=== DOCUMENT ===
NEWS:  JANUARY-JUNE 2007

June 25, 2007
 
RUFFIAN scores big

When RUFFIAN premiered on ABC earlier this month, it received many positive reviews with special kudos for Sam's strong performance as legendary horse trainer Frank Whiteley, Jr. Film producer Adelson summed up his respect for the playwright with "He raises them and spends most of his time with horses. That love, for me, transcended the screen. The believability comes through. I believe it because that's who he is. I think it's one of his best performances." That opinion was echoed by several critics. David Martindale of the Fort Worth Star-Telegram interviewed him:

Sam Shepard, the actor and playwright, loves horses. He owns them, breeds them, races them. "I've been breeding horses for 20 years and I've had some luck," he said. "But I'm still looking for that great champion. They come along once in a blue moon." Given his passion for the sport, he was a natural to play legendary trainer Frank Whiteley Jr. in Ruffian, an ESPN-produced movie about one of the great fillies in racing.

What drew you to this movie?

"I was very attracted to this story. Ruffian was a miraculous horse. She was a huge filly. She was more like a colt than anything. She was built like a colt and ran like a colt - always ran on the front end, a come-and-catch-me style of racing. But it was Frank Whiteley that attracted me more than anything. He was an amazing trainer who represents the old school of training."

=== RECORDS ===
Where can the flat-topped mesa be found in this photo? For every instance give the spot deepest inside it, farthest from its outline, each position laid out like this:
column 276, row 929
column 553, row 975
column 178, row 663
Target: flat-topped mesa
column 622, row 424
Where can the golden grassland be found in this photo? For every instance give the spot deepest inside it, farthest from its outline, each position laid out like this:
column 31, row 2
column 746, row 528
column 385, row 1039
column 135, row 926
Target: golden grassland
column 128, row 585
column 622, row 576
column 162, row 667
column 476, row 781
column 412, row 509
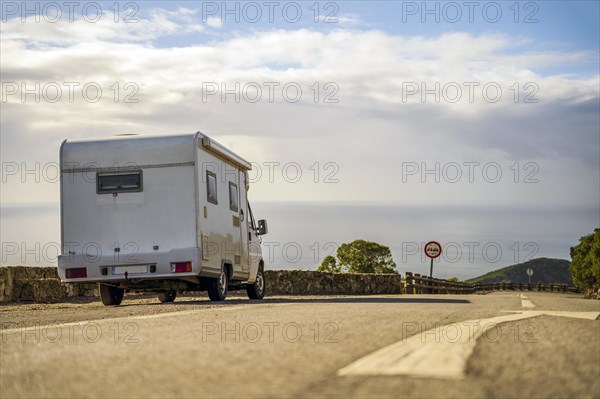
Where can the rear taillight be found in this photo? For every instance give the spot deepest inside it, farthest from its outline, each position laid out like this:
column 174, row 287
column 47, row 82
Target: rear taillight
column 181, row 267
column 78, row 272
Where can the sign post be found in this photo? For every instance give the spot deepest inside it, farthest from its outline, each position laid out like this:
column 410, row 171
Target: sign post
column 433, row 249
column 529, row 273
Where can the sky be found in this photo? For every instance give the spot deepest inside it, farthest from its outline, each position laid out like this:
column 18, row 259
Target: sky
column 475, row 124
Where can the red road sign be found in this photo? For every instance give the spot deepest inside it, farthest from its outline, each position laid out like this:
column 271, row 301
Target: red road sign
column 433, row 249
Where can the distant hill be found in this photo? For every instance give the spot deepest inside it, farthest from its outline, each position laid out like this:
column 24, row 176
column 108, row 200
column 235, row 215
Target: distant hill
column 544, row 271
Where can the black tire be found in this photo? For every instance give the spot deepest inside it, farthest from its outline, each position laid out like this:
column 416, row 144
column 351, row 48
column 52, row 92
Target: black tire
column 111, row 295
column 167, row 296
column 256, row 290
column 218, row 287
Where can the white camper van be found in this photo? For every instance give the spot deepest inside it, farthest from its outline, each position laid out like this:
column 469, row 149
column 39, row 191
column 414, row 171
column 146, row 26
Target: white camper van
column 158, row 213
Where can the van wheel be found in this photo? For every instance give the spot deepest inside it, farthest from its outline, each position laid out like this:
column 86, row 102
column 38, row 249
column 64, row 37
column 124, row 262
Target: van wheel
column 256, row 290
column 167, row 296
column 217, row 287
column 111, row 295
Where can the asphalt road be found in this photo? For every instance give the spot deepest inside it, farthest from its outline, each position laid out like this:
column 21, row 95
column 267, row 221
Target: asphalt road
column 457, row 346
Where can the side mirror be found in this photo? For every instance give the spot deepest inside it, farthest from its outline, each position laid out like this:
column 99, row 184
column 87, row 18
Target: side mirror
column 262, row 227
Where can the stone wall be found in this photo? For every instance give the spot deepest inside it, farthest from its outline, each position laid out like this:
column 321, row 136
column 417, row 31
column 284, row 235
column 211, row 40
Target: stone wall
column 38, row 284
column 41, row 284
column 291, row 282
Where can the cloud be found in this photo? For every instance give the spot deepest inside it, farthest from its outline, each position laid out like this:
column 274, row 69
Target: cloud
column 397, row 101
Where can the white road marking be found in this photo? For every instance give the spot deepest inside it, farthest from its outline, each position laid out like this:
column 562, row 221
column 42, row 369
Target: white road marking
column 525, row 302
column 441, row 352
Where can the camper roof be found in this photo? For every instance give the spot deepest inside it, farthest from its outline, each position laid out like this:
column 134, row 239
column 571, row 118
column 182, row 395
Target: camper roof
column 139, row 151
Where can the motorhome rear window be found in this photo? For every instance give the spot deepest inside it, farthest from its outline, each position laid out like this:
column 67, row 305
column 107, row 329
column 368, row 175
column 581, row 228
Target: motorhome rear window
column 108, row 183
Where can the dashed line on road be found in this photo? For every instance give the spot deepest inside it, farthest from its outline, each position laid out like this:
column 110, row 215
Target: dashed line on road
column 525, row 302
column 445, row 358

=== STATED GOAL ===
Reproduce the entire Ruffian news page word for word, with nothing added, dropped, or changed. The lines above are not needed here.

=== TASK RESPONSE ===
NEWS:  JANUARY-JUNE 2007

June 25, 2007
 
RUFFIAN scores big

When RUFFIAN premiered on ABC earlier this month, it received many positive reviews with special kudos for Sam's strong performance as legendary horse trainer Frank Whiteley, Jr. Film producer Adelson summed up his respect for the playwright with "He raises them and spends most of his time with horses. That love, for me, transcended the screen. The believability comes through. I believe it because that's who he is. I think it's one of his best performances." That opinion was echoed by several critics. David Martindale of the Fort Worth Star-Telegram interviewed him:

Sam Shepard, the actor and playwright, loves horses. He owns them, breeds them, races them. "I've been breeding horses for 20 years and I've had some luck," he said. "But I'm still looking for that great champion. They come along once in a blue moon." Given his passion for the sport, he was a natural to play legendary trainer Frank Whiteley Jr. in Ruffian, an ESPN-produced movie about one of the great fillies in racing.

What drew you to this movie?

"I was very attracted to this story. Ruffian was a miraculous horse. She was a huge filly. She was more like a colt than anything. She was built like a colt and ran like a colt - always ran on the front end, a come-and-catch-me style of racing. But it was Frank Whiteley that attracted me more than anything. He was an amazing trainer who represents the old school of training."